Supplied data:
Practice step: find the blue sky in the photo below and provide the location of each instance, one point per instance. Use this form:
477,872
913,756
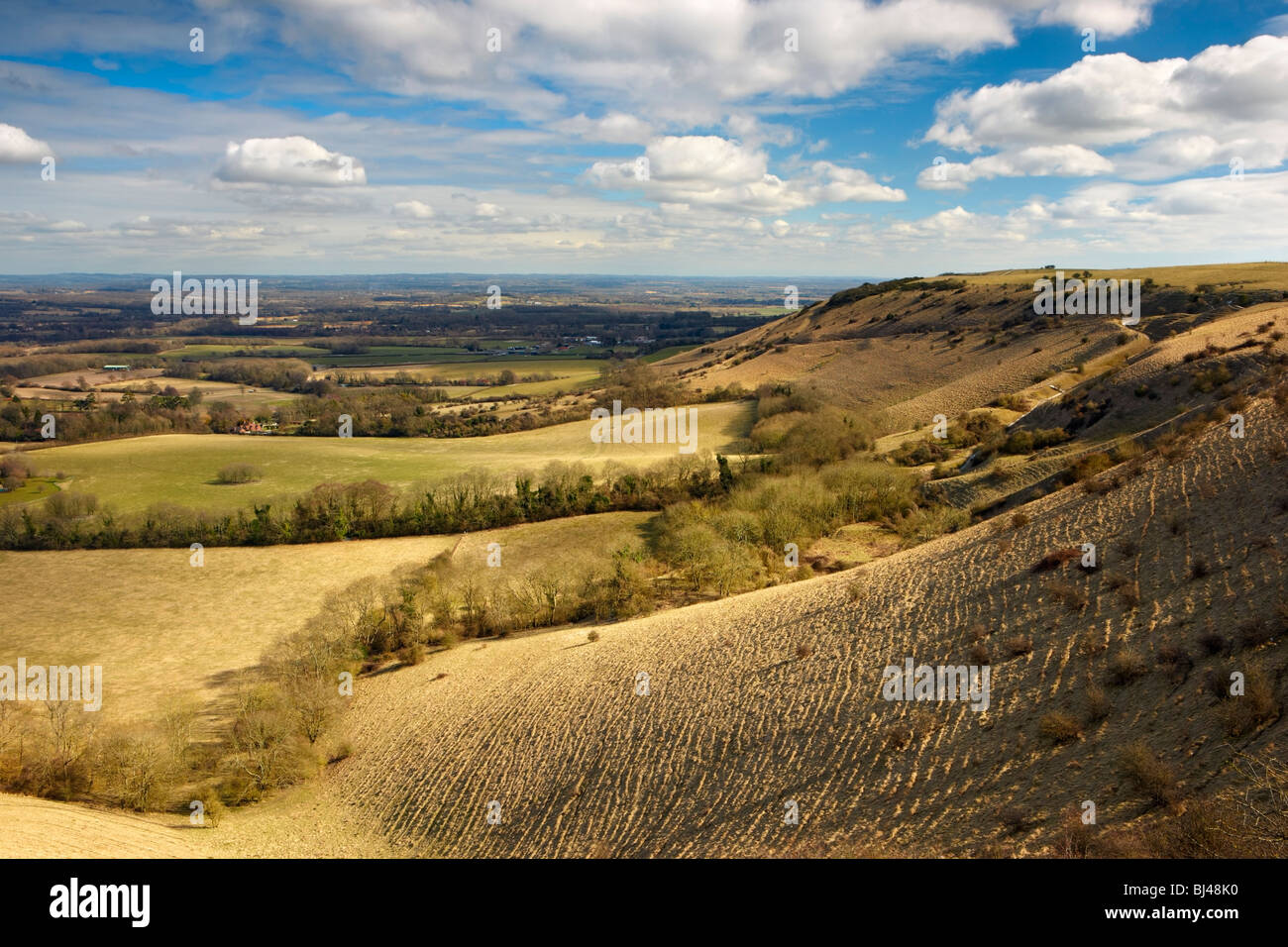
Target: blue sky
725,137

What you will do:
Retype the whole listing exactly. Do not include the pictures.

Answer space:
Practice step: find the blue sky in the photo below and provide the location of each instance, one point per instance. Use this form:
477,872
913,756
Target: blue sky
725,137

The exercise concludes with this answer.